Source data:
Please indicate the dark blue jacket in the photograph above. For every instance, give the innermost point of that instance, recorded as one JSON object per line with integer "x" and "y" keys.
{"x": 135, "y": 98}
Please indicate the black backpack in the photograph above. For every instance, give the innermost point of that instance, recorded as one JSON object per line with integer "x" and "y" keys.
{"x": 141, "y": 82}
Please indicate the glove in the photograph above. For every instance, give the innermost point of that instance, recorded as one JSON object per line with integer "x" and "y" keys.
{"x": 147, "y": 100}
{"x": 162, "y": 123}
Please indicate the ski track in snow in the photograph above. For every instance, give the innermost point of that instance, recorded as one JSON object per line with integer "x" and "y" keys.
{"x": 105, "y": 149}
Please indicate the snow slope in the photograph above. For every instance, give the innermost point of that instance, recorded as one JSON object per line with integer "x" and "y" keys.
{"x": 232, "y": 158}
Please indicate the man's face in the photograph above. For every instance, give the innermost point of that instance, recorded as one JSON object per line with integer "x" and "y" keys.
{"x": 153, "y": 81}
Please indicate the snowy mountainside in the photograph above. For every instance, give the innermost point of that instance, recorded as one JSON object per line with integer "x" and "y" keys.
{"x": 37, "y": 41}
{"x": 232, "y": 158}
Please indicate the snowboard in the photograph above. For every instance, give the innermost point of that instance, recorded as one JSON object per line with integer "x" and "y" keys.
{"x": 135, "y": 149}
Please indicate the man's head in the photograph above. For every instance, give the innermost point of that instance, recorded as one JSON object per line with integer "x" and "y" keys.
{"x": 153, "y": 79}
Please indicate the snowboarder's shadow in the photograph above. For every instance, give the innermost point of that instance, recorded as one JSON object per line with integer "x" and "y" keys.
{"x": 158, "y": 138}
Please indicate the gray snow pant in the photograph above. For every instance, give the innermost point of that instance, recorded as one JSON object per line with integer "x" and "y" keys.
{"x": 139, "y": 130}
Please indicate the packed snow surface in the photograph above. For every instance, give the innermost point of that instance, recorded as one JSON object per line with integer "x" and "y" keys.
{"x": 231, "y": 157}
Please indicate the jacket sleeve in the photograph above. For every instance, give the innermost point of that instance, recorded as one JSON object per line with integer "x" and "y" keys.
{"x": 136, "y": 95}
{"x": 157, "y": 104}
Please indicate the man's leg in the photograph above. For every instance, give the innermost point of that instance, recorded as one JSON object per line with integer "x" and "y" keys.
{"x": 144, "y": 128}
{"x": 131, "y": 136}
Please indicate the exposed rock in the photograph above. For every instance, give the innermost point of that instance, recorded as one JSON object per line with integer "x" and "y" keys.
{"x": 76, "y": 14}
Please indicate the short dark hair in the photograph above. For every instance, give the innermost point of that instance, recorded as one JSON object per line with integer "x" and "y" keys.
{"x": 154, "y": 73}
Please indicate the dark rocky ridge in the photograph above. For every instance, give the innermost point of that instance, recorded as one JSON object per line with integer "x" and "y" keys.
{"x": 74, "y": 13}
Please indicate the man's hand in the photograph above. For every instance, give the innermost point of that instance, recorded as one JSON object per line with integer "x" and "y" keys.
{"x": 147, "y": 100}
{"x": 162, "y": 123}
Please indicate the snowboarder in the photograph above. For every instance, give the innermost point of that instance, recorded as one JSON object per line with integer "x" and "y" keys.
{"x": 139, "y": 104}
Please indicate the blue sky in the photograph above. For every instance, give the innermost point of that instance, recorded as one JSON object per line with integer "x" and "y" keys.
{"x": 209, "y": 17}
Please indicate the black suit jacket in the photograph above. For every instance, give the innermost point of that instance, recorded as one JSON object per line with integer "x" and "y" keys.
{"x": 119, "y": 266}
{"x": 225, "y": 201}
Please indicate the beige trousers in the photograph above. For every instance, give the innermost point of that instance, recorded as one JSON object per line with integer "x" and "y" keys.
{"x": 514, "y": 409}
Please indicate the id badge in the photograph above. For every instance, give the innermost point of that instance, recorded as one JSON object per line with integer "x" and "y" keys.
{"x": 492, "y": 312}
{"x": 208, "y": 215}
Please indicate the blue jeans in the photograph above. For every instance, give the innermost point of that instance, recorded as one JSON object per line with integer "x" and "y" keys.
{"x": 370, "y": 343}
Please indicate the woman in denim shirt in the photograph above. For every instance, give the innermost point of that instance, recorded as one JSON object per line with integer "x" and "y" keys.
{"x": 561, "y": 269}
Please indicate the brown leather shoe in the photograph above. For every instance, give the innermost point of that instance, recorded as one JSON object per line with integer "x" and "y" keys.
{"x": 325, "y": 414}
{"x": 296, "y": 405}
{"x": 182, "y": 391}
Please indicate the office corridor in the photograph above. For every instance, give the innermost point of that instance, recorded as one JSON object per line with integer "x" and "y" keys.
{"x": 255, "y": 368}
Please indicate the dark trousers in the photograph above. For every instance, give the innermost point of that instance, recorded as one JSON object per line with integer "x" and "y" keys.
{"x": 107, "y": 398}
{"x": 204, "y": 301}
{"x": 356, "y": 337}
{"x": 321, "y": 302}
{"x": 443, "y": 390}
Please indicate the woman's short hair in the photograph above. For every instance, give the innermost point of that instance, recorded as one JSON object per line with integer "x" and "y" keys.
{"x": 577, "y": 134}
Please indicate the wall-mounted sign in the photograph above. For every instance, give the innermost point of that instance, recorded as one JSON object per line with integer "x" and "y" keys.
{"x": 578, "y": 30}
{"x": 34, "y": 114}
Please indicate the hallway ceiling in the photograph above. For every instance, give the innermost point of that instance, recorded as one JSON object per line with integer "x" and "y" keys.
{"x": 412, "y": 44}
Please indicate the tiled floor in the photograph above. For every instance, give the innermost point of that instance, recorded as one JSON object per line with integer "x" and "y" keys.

Task objective:
Could you transcribe all of the data exactly as it is given?

The answer:
Please indicate the dark blue jacket in the photograph above. For every instance, give the innermost point of that instance, recorded as one JSON object per line with integer "x" and "y" keys.
{"x": 135, "y": 98}
Please indicate the black backpack in the photograph above. For every instance, give the innermost point of that instance, recorded as one JSON object per line with integer "x" and "y" keys.
{"x": 141, "y": 82}
Please indicate the glove in the photograph above. For every instance, give the innermost point of that instance, recorded as one JSON object per line with integer "x" and "y" keys.
{"x": 147, "y": 100}
{"x": 162, "y": 123}
Please indicate the ski track in snow in the photograph above. For every instance, give the innermost point of that instance, recorded as one JSON object per line with integer "x" and "y" keys.
{"x": 105, "y": 149}
Please indicate the snow slope in the photograph above. For every instance, give the innermost point of that instance, recorded as one JSON object per line with integer "x" and "y" keys.
{"x": 232, "y": 158}
Please indicate the man's face in the photograph above. For every instance, give the innermost point of that instance, recorded as one JSON object per line with integer "x" and "y" keys.
{"x": 153, "y": 81}
Please indicate the snowy mountainside in the photograph above. For every instance, give the innermost point of that instance, recorded as one JSON object per line with integer "x" and "y" keys.
{"x": 37, "y": 41}
{"x": 232, "y": 158}
Please indicate the snowboard in the photograph above. For every instance, give the innermost point of that instance, recorded as one JSON object per line with integer "x" and "y" keys.
{"x": 135, "y": 149}
Please indicate the man's head in the photograph above. For every instance, give the innermost point of that instance, recorded as one JSON object per line with integer "x" and "y" keys.
{"x": 153, "y": 79}
Please indicate the snowboarder's shadow in the photograph above. For every instance, give the innermost point of that instance, recorded as one JSON object per line with integer "x" and "y" keys.
{"x": 158, "y": 138}
Please indicate the gray snow pant in the photograph above. For every instance, give the innermost point of that instance, recorded as one JSON object per line with integer "x" and "y" keys.
{"x": 139, "y": 130}
Please indicate the packed snow surface in the photograph above. For every instance, give the innermost point of that instance, recorded as one JSON object per line with integer "x" and "y" keys.
{"x": 231, "y": 157}
Please indicate the jacket sleeve in the photograph above. For every instance, give the innermost point of that instance, recorded as one JSON object per line with integer "x" and "y" keys.
{"x": 136, "y": 95}
{"x": 157, "y": 104}
Please indicate the man's leg in the photograph above. For every instance, give the innermost point of that instance, recorded as one JSON object per line with integer "x" and "y" keys.
{"x": 144, "y": 128}
{"x": 131, "y": 136}
Please indicate the exposed rock in the photograph above. For every instance, give the innermost point of that instance, recorded as one JSON object per line with integer "x" and "y" keys.
{"x": 76, "y": 14}
Please indicate the short dark hair in the photograph above. For every instance, give the innermost point of that instance, recorded as one JSON object per line with integer "x" and "y" keys.
{"x": 154, "y": 73}
Please indicate the dark rocky ridge in the photograph above. For every instance, give the innermost point of that instance, recorded as one JSON object per line with integer "x" and "y" keys.
{"x": 74, "y": 13}
Please indicate the man's hand in the photograph above. For every instance, give the innermost point of that instance, recorded as one JSON object per line with integer "x" and "y" keys.
{"x": 147, "y": 100}
{"x": 162, "y": 123}
Please indicate the snowboarder in the photograph above. For every instance, give the innermost point of that instance, recorded as one JSON object per line with integer "x" and "y" keys.
{"x": 139, "y": 104}
Please indicate the blue sky in the photograph above. For every instance, give the innermost point of that instance, recorded as one JSON object per line with integer "x" and "y" keys.
{"x": 209, "y": 17}
Please indicate the black suit jacket in the photograph above. For every instance, give the innermost point of that instance, recorded as one JSON object per line with integer "x" and "y" keys.
{"x": 119, "y": 266}
{"x": 225, "y": 201}
Please indicate the beige trousers in the photograph above. For every instance, give the innermost point of that instance, recorded as one JSON object per line with integer "x" and "y" keys.
{"x": 514, "y": 409}
Please indicate the id badge in the photograph above. For every instance, give the innermost point of that instance, recorded as one JSON object per line with integer "x" and "y" keys.
{"x": 492, "y": 312}
{"x": 208, "y": 215}
Please indicate the blue jeans in the photograph above. For every instance, give the innermost point of that instance, recorded as one JSON object per line with integer "x" and "y" keys.
{"x": 370, "y": 343}
Please indicate the woman in denim shirt in the photograph above. For every instance, give the innermost point of that instance, recorded as one JSON object per line with integer "x" and "y" keys.
{"x": 561, "y": 269}
Please indicate the brown leather shoe in the photograph above. For every instance, give the innermost point of that instance, recorded as one JSON object per line with integer "x" and "y" keys.
{"x": 325, "y": 414}
{"x": 296, "y": 405}
{"x": 182, "y": 391}
Please indicate the office corridor in the photograph above. For every instance, give the innermost point of that instance, recorded as one JSON object per line with integer "x" and "y" keys.
{"x": 255, "y": 368}
Please indicate the dark trousers in the photograph above. For every instance, give the innermost point of that instance, recorded as one JSON object per line with integer "x" and "y" keys.
{"x": 107, "y": 398}
{"x": 204, "y": 301}
{"x": 356, "y": 337}
{"x": 321, "y": 302}
{"x": 443, "y": 390}
Please indicate the woman's short hair in the photograph above. For every instance, give the innermost point of that instance, recorded as one JSON object per line with integer "x" and "y" keys.
{"x": 577, "y": 134}
Please indicate the wall-mounted sign in the photograph above. For every instance, give the innermost point of that instance, recorded as one JSON object per line with integer "x" and "y" keys.
{"x": 578, "y": 30}
{"x": 34, "y": 114}
Please indicate the hallway ceiling in the photograph above. For every instance, give the innermost point of that instance, recorded as one JSON object per line with integer "x" and "y" keys.
{"x": 412, "y": 44}
Please indicate the tiled floor in the photograph above. For every instance, give the innermost point of that instance, recorded as one JSON object per line with integer "x" and "y" keys.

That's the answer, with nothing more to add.